**TASK OBJECTIVE:** Your job is to report every line of the entries that has "goal".

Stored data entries
§ §

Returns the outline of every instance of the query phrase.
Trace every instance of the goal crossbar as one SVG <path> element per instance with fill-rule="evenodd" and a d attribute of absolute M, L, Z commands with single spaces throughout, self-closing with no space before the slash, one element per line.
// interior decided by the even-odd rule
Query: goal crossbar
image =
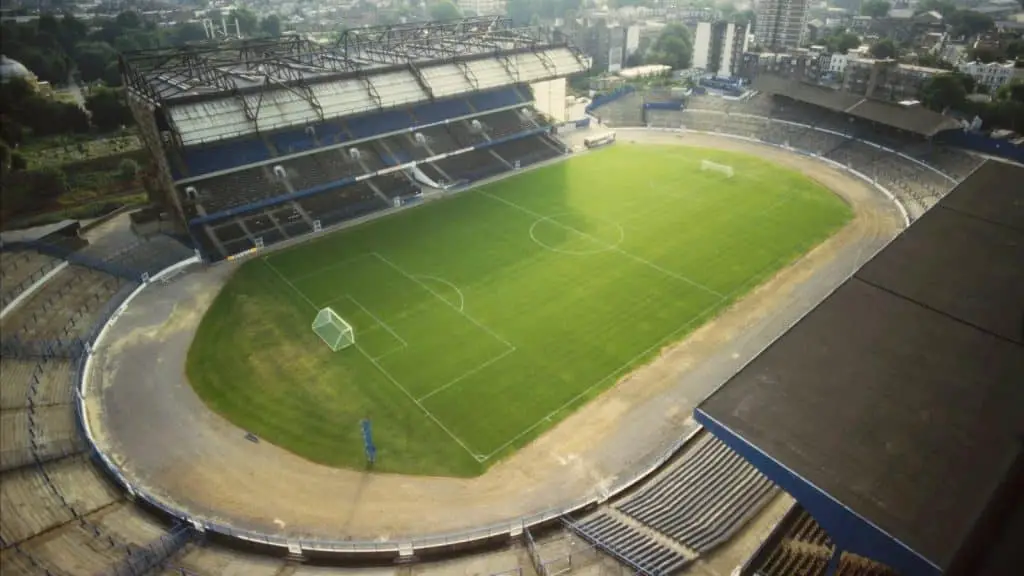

§ §

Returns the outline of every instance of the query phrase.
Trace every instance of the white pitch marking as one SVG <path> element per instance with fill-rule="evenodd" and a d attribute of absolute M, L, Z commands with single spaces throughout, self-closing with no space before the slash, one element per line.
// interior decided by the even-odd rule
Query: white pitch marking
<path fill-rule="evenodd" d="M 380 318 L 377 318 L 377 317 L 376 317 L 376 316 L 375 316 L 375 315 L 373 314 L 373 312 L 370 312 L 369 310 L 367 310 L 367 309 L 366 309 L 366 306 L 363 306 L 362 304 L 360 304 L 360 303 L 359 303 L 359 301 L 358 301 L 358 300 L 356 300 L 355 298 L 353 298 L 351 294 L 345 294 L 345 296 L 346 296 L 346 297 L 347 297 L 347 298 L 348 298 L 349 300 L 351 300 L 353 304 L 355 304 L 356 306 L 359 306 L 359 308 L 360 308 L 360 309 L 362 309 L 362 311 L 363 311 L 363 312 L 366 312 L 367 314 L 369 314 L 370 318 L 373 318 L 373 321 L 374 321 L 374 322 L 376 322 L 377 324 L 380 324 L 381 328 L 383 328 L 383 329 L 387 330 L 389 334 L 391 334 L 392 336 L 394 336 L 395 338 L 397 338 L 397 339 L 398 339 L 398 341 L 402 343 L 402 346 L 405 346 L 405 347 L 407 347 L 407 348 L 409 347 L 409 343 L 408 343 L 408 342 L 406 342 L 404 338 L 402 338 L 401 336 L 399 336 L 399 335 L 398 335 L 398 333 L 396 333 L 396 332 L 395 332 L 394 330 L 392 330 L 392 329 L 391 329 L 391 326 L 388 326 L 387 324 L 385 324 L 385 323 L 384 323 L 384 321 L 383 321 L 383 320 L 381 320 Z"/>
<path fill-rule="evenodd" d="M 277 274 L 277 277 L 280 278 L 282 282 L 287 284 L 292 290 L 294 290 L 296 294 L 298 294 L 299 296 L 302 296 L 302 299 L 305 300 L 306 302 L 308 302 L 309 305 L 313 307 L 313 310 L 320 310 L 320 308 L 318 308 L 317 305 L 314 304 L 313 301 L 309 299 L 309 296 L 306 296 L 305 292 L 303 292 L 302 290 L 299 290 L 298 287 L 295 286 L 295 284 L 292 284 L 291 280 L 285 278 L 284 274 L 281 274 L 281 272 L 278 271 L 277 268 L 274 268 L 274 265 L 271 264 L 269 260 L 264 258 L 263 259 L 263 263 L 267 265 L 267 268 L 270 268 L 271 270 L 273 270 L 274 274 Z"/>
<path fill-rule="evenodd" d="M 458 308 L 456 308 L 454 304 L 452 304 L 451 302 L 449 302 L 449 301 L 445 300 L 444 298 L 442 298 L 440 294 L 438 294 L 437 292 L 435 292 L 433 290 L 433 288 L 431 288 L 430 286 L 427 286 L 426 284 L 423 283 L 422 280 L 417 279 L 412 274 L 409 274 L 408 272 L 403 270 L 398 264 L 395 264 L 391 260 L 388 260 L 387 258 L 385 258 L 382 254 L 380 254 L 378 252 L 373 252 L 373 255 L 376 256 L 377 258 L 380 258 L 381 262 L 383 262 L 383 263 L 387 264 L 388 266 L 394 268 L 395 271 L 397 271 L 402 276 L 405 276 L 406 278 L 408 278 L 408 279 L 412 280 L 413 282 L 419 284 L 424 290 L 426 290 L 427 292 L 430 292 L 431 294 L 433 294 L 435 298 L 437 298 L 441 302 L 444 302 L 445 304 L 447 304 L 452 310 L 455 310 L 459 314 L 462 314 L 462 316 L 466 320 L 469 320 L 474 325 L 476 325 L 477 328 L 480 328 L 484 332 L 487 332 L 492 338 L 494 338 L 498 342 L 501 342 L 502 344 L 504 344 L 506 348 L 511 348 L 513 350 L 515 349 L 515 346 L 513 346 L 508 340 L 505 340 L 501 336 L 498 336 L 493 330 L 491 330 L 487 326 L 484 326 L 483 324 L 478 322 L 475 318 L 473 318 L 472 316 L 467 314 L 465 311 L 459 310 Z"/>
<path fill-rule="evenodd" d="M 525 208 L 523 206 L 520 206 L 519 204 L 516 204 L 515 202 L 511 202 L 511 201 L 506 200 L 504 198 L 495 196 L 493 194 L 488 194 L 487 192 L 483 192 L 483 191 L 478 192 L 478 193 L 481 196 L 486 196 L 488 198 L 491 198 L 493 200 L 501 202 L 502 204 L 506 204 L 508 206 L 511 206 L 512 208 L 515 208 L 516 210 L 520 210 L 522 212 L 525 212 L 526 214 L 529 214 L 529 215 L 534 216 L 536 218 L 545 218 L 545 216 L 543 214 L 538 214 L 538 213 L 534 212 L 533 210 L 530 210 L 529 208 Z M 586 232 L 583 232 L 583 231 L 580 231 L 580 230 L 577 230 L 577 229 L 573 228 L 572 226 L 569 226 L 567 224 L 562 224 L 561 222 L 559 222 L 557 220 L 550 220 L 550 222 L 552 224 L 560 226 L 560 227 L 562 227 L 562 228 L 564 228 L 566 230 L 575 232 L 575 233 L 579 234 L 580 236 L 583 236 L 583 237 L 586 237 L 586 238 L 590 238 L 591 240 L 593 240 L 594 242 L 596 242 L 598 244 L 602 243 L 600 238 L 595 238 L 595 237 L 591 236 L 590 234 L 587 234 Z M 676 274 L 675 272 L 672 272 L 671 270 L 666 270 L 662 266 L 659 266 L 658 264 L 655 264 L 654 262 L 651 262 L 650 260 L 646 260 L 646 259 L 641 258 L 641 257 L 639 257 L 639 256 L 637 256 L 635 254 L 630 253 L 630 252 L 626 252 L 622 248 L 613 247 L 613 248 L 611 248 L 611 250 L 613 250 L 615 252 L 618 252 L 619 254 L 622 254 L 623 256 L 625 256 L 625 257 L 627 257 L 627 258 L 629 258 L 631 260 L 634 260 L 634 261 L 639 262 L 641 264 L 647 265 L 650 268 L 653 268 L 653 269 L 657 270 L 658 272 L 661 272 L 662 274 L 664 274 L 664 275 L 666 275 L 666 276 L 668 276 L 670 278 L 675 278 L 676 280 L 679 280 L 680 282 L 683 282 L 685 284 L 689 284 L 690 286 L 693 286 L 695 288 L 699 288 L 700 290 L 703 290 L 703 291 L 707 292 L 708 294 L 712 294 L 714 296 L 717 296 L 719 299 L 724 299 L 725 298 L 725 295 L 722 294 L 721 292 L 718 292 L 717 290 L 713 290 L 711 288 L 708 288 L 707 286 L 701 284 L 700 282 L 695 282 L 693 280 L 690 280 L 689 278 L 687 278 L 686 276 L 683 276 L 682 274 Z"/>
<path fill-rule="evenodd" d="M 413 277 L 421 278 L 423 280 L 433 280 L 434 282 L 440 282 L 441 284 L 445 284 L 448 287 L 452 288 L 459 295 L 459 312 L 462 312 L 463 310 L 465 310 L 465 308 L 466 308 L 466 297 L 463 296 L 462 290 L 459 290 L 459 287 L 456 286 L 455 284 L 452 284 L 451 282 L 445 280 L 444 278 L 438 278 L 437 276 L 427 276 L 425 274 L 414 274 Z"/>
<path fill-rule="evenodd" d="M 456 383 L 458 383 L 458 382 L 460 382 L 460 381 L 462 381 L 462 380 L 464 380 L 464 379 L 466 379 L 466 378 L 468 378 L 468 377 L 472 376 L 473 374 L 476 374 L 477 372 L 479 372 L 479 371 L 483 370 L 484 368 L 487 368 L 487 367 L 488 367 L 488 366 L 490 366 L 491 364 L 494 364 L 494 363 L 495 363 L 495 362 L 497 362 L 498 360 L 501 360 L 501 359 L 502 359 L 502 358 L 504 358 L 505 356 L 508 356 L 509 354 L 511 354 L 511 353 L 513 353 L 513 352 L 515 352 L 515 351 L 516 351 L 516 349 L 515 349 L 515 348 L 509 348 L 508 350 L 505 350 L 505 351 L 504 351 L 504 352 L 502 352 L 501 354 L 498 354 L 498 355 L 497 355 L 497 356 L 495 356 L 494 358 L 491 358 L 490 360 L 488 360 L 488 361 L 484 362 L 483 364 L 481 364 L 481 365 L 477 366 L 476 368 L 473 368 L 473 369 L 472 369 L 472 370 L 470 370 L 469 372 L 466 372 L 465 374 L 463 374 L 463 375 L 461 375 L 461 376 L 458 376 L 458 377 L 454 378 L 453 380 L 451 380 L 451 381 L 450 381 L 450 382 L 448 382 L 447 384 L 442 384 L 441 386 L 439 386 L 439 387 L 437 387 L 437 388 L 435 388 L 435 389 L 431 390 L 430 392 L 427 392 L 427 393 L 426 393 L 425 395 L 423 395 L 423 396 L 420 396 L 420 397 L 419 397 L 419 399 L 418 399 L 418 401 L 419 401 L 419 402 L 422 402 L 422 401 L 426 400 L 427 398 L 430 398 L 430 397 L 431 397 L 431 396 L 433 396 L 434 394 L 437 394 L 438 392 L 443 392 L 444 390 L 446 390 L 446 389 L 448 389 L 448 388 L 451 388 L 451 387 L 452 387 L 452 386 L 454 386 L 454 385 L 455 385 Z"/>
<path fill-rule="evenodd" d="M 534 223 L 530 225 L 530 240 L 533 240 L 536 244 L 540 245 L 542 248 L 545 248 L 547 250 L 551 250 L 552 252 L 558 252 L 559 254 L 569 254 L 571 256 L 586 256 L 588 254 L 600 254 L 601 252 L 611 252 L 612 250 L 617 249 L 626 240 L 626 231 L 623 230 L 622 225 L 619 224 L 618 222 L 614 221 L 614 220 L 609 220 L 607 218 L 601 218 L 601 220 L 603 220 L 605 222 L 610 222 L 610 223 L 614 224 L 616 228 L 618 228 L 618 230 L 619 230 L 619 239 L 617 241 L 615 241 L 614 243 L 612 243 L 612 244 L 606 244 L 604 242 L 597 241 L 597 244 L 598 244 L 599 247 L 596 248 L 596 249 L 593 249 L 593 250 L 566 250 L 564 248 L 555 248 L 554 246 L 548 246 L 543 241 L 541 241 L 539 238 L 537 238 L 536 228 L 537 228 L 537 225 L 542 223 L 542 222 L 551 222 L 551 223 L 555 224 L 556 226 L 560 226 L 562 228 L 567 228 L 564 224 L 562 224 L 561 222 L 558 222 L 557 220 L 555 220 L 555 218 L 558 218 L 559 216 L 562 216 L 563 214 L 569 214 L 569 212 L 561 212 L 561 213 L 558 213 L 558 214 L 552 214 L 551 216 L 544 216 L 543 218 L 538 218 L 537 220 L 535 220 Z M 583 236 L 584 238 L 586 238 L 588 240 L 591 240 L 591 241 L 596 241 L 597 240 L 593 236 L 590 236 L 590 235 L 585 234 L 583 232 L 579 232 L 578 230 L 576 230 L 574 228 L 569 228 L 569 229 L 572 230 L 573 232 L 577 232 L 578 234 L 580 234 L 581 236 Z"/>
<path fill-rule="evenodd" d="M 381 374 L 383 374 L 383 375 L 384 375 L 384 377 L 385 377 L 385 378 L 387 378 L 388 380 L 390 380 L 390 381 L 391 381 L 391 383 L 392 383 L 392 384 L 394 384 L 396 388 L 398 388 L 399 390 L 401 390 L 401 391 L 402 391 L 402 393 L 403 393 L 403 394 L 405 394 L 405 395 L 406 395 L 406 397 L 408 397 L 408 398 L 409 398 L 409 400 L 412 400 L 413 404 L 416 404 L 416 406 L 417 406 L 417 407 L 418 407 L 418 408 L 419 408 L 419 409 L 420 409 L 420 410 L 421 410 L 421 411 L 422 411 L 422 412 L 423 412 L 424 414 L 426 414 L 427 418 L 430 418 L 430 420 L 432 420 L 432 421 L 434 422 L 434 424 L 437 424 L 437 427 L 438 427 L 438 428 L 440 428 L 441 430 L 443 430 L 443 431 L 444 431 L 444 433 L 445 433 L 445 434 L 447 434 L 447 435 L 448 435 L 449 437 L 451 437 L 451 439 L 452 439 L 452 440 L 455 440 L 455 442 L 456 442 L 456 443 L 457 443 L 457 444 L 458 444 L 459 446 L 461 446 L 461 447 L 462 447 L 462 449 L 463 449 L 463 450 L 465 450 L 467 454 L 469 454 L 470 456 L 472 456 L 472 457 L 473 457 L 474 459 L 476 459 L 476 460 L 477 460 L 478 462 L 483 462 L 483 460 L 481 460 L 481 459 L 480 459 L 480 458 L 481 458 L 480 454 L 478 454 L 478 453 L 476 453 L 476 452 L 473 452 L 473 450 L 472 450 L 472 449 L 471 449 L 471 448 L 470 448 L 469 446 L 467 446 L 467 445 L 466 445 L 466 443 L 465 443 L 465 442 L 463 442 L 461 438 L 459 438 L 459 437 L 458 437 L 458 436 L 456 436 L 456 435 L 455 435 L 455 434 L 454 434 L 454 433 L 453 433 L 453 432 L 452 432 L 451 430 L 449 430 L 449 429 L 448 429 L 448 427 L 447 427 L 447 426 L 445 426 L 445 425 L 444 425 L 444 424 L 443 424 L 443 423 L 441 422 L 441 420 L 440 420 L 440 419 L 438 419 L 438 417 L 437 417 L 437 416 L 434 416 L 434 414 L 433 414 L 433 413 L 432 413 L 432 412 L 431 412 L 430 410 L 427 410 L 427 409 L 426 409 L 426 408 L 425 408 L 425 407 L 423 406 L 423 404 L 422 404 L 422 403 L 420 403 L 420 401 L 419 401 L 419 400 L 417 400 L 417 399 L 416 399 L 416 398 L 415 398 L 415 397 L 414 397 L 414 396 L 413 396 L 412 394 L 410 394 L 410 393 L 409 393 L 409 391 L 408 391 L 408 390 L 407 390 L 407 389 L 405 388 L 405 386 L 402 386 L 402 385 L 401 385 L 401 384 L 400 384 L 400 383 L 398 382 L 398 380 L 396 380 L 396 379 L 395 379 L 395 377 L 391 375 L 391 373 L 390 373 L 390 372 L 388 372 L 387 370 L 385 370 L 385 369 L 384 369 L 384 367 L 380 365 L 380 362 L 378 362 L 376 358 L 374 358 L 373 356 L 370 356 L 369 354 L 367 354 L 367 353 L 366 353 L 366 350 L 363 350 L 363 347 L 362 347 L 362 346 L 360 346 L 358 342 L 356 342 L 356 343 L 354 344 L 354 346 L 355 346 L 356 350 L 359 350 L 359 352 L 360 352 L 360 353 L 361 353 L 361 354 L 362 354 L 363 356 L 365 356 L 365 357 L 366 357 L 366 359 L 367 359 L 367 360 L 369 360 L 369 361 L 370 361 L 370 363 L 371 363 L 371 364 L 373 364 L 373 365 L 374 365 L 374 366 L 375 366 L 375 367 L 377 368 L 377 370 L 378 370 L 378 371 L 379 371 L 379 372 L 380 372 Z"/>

§ §

**ANSWER TO THIS PROBLEM:**
Trace every instance of the goal crossbar as one SVG <path> element per instance with fill-rule="evenodd" and a d attribute of absolute M, L, Z commands with single spaces throughout, self-closing with no space before the slash, one element per line.
Query: goal crossbar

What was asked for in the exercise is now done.